* [Worum es geht] Gib alle Einträge unten Zeile für Zeile unverändert zurück. Lass dabei die Bilder weg.

* [Quelleinträge]
****

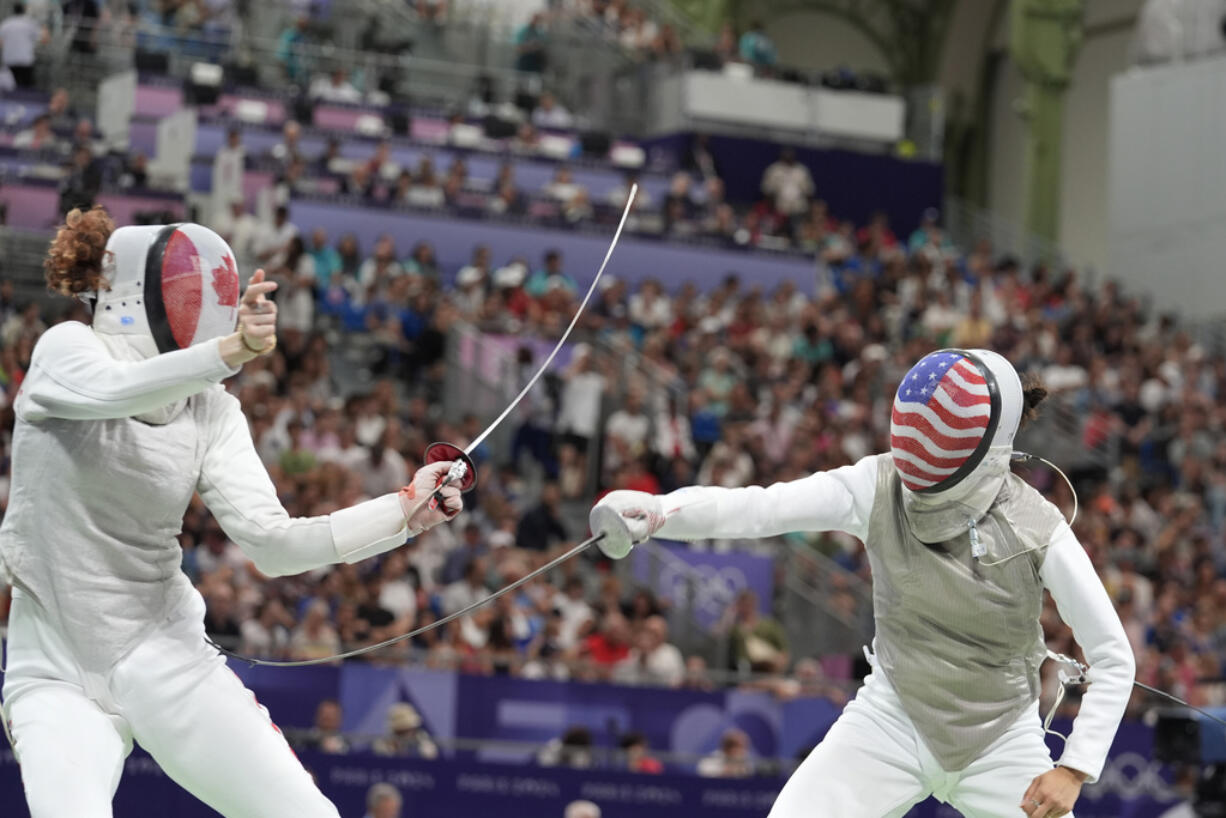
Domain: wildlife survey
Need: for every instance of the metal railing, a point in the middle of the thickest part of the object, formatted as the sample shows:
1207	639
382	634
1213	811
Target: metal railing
824	608
967	225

****

* [Ergebnis]
Domain: wildlife survey
Need: for every instance of the metal railing, a point in the middle of the thickest part of the object, formatted as the sample shows:
1207	639
382	634
1213	811
Target: metal railing
824	608
967	225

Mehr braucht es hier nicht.